*Source excerpt*:
──────────

Talks Begin in Egypt on Trump Plan to End Gaza War

Destroyed buildings of Palestinian Parliament at Al Remal neighborhood during an Israeli military operation in Gaza City, Gaza Strip, 05 October 2025. (EPA)
Destroyed buildings of Palestinian Parliament at Al Remal neighborhood during an Israeli military operation in Gaza City, Gaza Strip, 05 October 2025. (EPA)
TT

Talks Begin in Egypt on Trump Plan to End Gaza War

Destroyed buildings of Palestinian Parliament at Al Remal neighborhood during an Israeli military operation in Gaza City, Gaza Strip, 05 October 2025. (EPA)
Destroyed buildings of Palestinian Parliament at Al Remal neighborhood during an Israeli military operation in Gaza City, Gaza Strip, 05 October 2025. (EPA)

Delegations from Israel and Hamas began indirect negotiations in Egypt on Monday that the US hopes will bring a halt to the war in Gaza, facing contentious issues such as demands that Israel pull out of the enclave and Hamas to disarm.

──────────

*Tasks and exercises*:
[1] From the Gaza talks article, echo the passage starting with "Delegations from Israel" and going on through "Hamas to disarm.".
[2] Answer these questions using the Gaza talks article.
(a) In which neighborhood were the destroyed buildings of the Palestinian Parliament shown in the caption?
(b) In which country did the indirect negotiations begin, and on what day of the week?
(c) What two contentious issues does the article say the delegations face?
[3] Write the next part of the Gaza talks article, starting after its final sentence.

*Supplied records*:
──────────

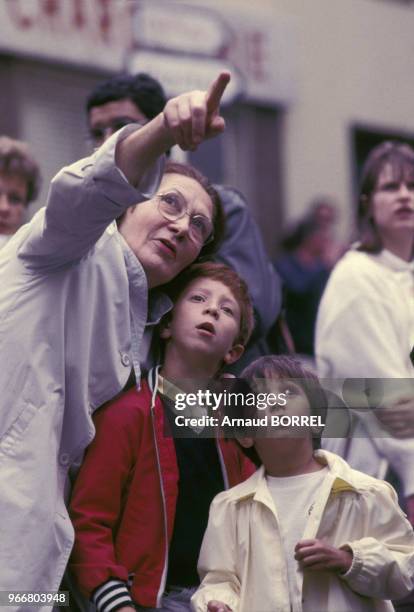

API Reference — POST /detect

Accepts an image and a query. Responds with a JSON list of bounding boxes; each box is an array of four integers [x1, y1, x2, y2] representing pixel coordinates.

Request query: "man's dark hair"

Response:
[[86, 72, 167, 120]]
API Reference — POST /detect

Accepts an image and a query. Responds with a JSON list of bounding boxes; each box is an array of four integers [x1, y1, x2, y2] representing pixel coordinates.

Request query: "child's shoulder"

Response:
[[213, 469, 262, 507], [326, 451, 397, 499], [93, 381, 155, 426]]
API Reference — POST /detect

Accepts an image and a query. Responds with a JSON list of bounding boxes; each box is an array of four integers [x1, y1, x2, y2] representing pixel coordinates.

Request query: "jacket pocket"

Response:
[[0, 404, 38, 456]]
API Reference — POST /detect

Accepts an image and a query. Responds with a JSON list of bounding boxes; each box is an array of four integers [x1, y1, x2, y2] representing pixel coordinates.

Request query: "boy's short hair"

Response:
[[164, 161, 226, 260], [86, 72, 167, 119], [0, 136, 40, 205], [169, 262, 254, 346], [240, 355, 328, 465]]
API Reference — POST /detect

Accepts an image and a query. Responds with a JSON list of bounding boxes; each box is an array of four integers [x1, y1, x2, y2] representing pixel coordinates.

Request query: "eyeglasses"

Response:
[[156, 189, 214, 246], [89, 117, 145, 146]]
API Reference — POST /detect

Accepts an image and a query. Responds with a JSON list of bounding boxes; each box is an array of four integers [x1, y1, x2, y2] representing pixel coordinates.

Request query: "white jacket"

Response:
[[0, 126, 160, 611], [315, 249, 414, 496], [191, 451, 414, 612]]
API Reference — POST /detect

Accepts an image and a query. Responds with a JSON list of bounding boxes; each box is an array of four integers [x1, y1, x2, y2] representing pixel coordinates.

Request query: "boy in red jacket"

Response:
[[70, 263, 254, 612]]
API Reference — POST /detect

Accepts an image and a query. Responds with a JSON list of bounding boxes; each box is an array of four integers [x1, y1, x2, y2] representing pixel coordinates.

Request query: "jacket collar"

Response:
[[229, 450, 362, 508]]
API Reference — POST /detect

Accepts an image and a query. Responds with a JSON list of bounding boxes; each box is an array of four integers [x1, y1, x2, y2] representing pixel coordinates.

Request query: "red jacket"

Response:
[[70, 382, 255, 607]]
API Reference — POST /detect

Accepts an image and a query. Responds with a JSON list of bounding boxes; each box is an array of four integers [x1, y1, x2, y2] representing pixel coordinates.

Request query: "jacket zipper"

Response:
[[148, 366, 169, 608]]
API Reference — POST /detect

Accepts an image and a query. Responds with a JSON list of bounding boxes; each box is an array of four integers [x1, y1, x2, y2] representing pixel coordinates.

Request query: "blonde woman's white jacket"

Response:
[[192, 451, 414, 612]]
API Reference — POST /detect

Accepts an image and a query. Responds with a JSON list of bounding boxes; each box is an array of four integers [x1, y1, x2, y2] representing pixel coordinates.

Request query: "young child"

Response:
[[70, 263, 255, 612], [191, 356, 414, 612]]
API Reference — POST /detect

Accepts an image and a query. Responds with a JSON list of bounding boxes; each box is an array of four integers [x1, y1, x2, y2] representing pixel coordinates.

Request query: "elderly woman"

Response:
[[316, 142, 414, 523]]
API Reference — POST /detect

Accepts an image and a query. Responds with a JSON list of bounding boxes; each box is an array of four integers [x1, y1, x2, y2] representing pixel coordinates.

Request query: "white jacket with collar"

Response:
[[192, 451, 414, 612], [315, 249, 414, 497], [0, 129, 161, 610]]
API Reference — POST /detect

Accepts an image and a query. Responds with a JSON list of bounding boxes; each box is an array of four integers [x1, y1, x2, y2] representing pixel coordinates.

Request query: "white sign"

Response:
[[133, 0, 230, 57], [128, 50, 244, 105]]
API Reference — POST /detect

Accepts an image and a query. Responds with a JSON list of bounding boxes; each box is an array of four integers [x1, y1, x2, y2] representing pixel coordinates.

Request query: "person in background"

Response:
[[308, 196, 347, 269], [274, 216, 331, 359], [316, 142, 414, 524], [86, 73, 167, 147], [0, 136, 40, 248], [86, 73, 282, 373], [69, 262, 254, 612]]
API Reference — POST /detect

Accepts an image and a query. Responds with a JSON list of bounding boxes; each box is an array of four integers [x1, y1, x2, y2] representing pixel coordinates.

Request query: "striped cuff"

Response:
[[92, 578, 134, 612]]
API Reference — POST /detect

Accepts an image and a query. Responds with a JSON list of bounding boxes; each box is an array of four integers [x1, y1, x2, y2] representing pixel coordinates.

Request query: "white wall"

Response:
[[194, 0, 414, 234]]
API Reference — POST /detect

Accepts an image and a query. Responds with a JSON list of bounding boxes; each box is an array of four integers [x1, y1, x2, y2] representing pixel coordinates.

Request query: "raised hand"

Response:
[[295, 540, 352, 574], [164, 72, 230, 151]]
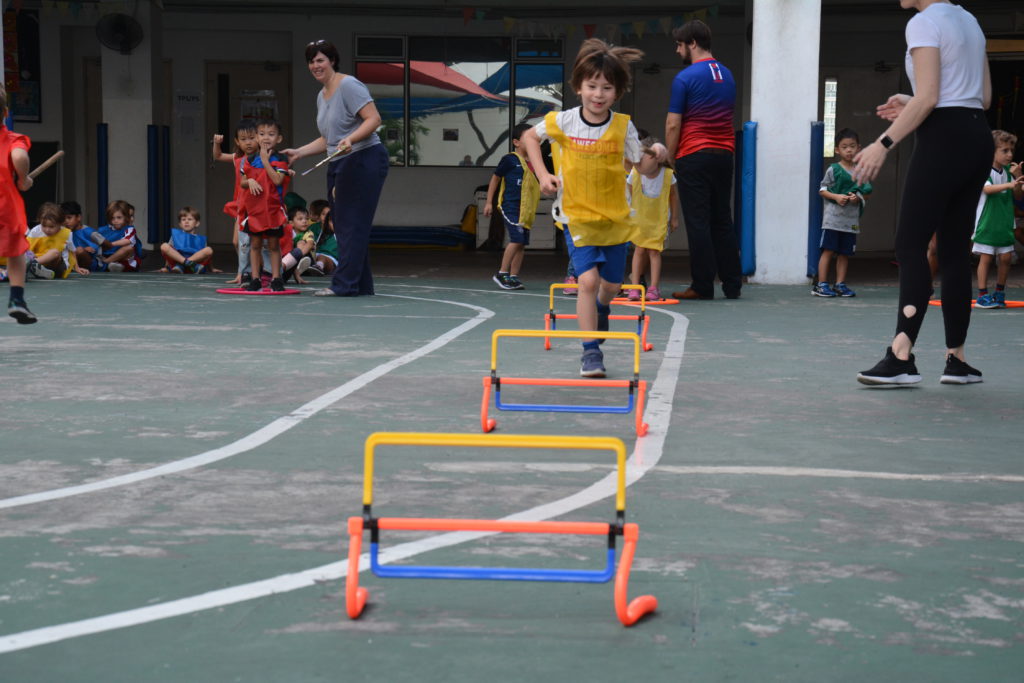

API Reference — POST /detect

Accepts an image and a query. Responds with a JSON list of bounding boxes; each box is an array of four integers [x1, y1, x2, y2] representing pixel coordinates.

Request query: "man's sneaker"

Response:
[[25, 259, 53, 280], [974, 292, 999, 308], [857, 346, 921, 387], [939, 353, 981, 384], [562, 275, 579, 296], [7, 299, 36, 325], [833, 283, 857, 298], [811, 283, 839, 298], [492, 272, 515, 290], [580, 348, 604, 377]]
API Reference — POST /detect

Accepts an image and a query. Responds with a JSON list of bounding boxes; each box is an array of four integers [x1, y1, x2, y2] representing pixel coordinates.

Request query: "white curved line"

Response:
[[0, 294, 495, 510], [0, 303, 689, 654]]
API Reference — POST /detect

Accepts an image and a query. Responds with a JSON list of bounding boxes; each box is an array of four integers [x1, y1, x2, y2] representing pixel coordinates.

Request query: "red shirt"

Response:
[[0, 124, 32, 256]]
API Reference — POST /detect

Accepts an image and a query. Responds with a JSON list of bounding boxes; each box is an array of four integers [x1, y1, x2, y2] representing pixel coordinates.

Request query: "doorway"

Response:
[[203, 61, 294, 244]]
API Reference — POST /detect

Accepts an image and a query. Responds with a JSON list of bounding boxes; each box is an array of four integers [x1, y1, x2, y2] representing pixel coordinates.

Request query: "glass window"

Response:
[[355, 61, 405, 166]]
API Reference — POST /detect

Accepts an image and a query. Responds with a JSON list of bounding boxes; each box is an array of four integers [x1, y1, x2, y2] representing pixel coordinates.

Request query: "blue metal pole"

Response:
[[739, 121, 758, 275], [807, 121, 825, 278]]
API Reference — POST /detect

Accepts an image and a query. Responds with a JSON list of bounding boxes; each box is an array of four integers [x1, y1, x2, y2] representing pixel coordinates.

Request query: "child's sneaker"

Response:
[[833, 283, 857, 297], [492, 272, 515, 290], [7, 299, 36, 325], [25, 260, 53, 280], [974, 292, 999, 308], [811, 283, 839, 298], [580, 348, 604, 377], [857, 346, 921, 387], [939, 353, 981, 384]]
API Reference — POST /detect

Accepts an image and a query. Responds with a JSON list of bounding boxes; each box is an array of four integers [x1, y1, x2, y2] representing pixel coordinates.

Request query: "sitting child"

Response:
[[160, 206, 213, 275], [92, 200, 139, 272], [25, 202, 89, 280]]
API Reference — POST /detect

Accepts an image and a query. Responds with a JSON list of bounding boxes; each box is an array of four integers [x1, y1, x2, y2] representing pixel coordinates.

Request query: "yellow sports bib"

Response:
[[498, 152, 541, 230], [544, 112, 636, 247], [630, 168, 672, 251]]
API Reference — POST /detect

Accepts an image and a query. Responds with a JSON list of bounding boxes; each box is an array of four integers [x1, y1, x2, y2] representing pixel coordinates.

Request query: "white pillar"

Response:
[[102, 0, 164, 243], [751, 0, 821, 285]]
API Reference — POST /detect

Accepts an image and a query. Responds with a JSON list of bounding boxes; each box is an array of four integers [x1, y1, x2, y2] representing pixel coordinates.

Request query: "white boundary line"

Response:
[[0, 297, 689, 654], [0, 294, 495, 510]]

──────────

*Answers given*:
[1]
Delegations from Israel and Hamas began indirect negotiations in Egypt on Monday that the US hopes will bring a halt to the war in Gaza, facing contentious issues such as demands that Israel pull out of the enclave and Hamas to disarm.

[2]
(a) Al Remal, in Gaza City.
(b) Egypt, on Monday.
(c) Demands that Israel pull out of the enclave and that Hamas disarm.

[3]
Israel and Hamas have both endorsed the overall principles behind President Donald Trump's plan, under which fighting would cease, hostages go free and aid pour into Gaza, the closest they have come to an end to fighting. 

The plan also has the backing of Arab and Western states. Trump has called for negotiations to take place swiftly towards a final deal, in what Washington hails as the closest the sides have yet come to ending the fighting. 

'MOVE FAST' SAYS TRUMP 

"I am told that the first phase should be completed this week, and I am asking everyone to MOVE FAST," Trump said in a social media post. 

But both sides are seeking clarifications of crucial details, including over issues that have wrecked all previous attempts to end the war and could defy any quick resolution. 

Trump has told Israel to suspend its bombing of Gaza for the talks. Gaza residents said Israel had scaled back its offensive substantially, although it had not halted it altogether. 

Gaza health authorities reported 19 people killed by Israeli strikes in the past 24 hours, around a third the typical daily toll of recent weeks when Israel has been mounting one of its biggest offensives of the war, an all-out assault on Gaza City. 

DELEGATIONS ARRIVE 

Egyptian state TV reported that the talks had begun at the Red Sea resort of Sharm El-Sheikh.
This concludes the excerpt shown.